_Quoted passage:_
---*---

The Irish state is forecast to achieve total savings of EUR140 million (USD152 million) during the first 12 months of a multi-year price reduction agreement with the pharmaceutical industry.
Implications | The Irish Pharmaceutical Healthcare Association (IPHA) has produced an analysis of individual price cuts following the finalisation of a four-year USD785 million price reduction agreement with the pharma industry in July 2016. |
Outlook | Price reductions on 948 of the most commonly used medicines in Ireland are expected to generate savings to the state of EUR78.4 million in the 12-month period until mid-2017. An additional EUR65 million in rebate payments is due from IPHA members to the Health Service Executive (HSE), bringing total savings in the first year to EUR140 million. Price reductions and rebate payments will also be imposed on non-IPHA pharmaceutical companies from 1 November 2016. This will deliver smaller, but still significant, savings for the state. |
A recently agreed price reduction agreement between state authorities and pharmaceutical manufacturers is on course to generate savings totalling EUR140 million (USD 152 million) during the first year, the Irish Pharmaceutical Healthcare Association (IPHA), the representative organisation of the innovative pharmaceutical sector in Ireland, announced on 21 October. Savings amounting to EUR78.4 million are expected through individual price reductions implemented since August 2016 for about 948 of the most commonly used medications in the country.

---*---

(Referring expression data)
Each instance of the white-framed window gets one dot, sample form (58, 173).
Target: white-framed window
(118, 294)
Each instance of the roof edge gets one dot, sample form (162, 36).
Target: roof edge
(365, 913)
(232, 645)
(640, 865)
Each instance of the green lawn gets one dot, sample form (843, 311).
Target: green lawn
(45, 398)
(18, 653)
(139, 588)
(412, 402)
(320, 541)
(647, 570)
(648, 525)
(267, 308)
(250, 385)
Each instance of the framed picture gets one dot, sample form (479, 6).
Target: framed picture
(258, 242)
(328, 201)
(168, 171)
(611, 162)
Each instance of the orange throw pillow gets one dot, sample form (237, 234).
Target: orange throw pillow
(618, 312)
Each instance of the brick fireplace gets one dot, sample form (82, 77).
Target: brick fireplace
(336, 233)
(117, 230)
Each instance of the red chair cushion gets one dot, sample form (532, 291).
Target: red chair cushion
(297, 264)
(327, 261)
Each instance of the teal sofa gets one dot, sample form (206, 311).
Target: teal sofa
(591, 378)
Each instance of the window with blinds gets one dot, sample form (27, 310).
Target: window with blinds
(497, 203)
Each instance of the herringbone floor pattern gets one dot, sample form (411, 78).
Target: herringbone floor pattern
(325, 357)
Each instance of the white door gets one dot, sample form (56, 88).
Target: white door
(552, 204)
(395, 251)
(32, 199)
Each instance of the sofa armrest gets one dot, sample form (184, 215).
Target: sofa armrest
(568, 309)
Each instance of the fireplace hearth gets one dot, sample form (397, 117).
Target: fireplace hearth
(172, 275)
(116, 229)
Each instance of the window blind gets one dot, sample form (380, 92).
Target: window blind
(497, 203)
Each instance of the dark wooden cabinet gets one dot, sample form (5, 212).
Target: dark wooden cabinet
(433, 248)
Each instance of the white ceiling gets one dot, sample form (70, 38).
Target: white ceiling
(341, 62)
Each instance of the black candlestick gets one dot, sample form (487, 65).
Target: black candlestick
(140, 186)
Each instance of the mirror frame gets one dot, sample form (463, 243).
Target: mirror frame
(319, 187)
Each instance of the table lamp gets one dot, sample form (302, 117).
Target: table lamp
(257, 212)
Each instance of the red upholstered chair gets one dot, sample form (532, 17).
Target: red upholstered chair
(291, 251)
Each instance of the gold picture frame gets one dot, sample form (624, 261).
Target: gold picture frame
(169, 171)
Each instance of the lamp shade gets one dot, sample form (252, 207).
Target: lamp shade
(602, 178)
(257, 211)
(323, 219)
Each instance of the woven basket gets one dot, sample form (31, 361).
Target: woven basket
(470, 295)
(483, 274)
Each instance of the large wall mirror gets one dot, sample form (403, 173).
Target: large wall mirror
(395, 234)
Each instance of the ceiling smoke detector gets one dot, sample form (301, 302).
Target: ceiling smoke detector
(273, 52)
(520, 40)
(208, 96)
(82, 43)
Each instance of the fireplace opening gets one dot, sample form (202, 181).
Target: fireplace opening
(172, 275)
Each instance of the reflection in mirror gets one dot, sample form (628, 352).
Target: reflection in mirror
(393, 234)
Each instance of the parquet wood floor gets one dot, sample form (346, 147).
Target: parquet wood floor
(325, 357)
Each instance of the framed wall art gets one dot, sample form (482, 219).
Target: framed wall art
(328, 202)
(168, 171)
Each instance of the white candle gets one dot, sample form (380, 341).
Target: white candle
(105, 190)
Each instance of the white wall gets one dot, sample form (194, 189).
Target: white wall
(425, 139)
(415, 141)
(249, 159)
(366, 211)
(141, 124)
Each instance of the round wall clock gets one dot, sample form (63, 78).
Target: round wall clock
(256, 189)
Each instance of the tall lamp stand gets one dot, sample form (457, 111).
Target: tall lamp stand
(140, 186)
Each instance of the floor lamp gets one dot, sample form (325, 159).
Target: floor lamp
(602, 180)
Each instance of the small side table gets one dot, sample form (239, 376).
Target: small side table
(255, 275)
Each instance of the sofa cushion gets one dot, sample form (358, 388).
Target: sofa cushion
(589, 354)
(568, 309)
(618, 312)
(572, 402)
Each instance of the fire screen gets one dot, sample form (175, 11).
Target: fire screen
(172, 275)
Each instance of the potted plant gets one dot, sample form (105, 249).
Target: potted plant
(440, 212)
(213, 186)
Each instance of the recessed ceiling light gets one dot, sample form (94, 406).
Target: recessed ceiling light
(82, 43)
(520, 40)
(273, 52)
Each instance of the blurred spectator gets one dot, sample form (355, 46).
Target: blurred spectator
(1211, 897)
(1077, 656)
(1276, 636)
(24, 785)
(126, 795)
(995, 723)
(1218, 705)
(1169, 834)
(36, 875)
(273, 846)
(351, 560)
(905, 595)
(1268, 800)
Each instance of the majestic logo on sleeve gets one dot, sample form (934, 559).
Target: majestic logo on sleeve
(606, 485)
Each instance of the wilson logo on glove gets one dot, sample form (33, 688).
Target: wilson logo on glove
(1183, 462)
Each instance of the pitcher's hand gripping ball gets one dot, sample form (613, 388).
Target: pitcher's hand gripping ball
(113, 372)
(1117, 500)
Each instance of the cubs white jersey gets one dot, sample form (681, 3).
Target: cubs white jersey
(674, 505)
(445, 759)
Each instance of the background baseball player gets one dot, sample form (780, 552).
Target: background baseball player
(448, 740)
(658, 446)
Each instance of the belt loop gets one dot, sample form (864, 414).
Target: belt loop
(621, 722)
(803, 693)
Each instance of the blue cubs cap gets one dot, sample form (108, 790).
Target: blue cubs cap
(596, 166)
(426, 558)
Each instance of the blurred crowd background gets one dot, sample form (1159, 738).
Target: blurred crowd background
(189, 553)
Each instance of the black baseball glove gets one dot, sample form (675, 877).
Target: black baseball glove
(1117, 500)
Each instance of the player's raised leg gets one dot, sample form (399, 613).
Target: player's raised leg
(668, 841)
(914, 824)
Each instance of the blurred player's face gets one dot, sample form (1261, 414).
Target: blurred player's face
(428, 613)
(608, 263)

---*---

_Complete the following:_
[a] Answer these questions from the Irish drug-pricing article:
(i) In what month and year was the price reduction agreement with the pharma industry finalized?
(ii) From what date will price reductions and rebate payments be imposed on non-IPHA pharmaceutical companies?
(iii) On what date did IPHA announce the expected savings?
[b] Reproduce everything in the Irish drug-pricing article from "The Irish state" down to "the pharmaceutical industry.".
[c] Extend the Irish drug-pricing article, picking up after its final sentence.

_Answer set:_
[a]
(i) July 2016
(ii) 1 November 2016
(iii) 21 October

[b]
The Irish state is forecast to achieve total savings of EUR140 million (USD152 million) during the first 12 months of a multi-year price reduction agreement with the pharmaceutical industry.

[c]
An IHS Markit Life Sciences Blog published in September 2016 that examined the new pricing landscape in Ireland following the negotiation of July's price reduction framework (available to view here) highlighted possible impacts for individual products, forecasting price cuts of more than 25% in some cases. The latest information for separate product price changes, as listed by the HSE and published by the IPHA, appears to confirm this analysis. The price realignments also signal that a number of individual off-patent medications are now facing increased price competition. An additional EUR65 million in rebate payments is due from IPHA members to the HSE.
Looking ahead, the HSE is due to apply the same level of price reductions and rebate payments on non-IPHA companies from 1 November 2016. It is anticipated that this should generate savings of about EUR150 million over a four-year period, equivalent to EUR37.5 million per annum. According to a statement by the IPHA, it is "established practice" that the "manufacturers of certain generic medicine products would also face price cuts after an IPHA agreement". Confirmation of this is expected to be forthcoming from the HSE authorities later in 2016 or perhaps early 2017.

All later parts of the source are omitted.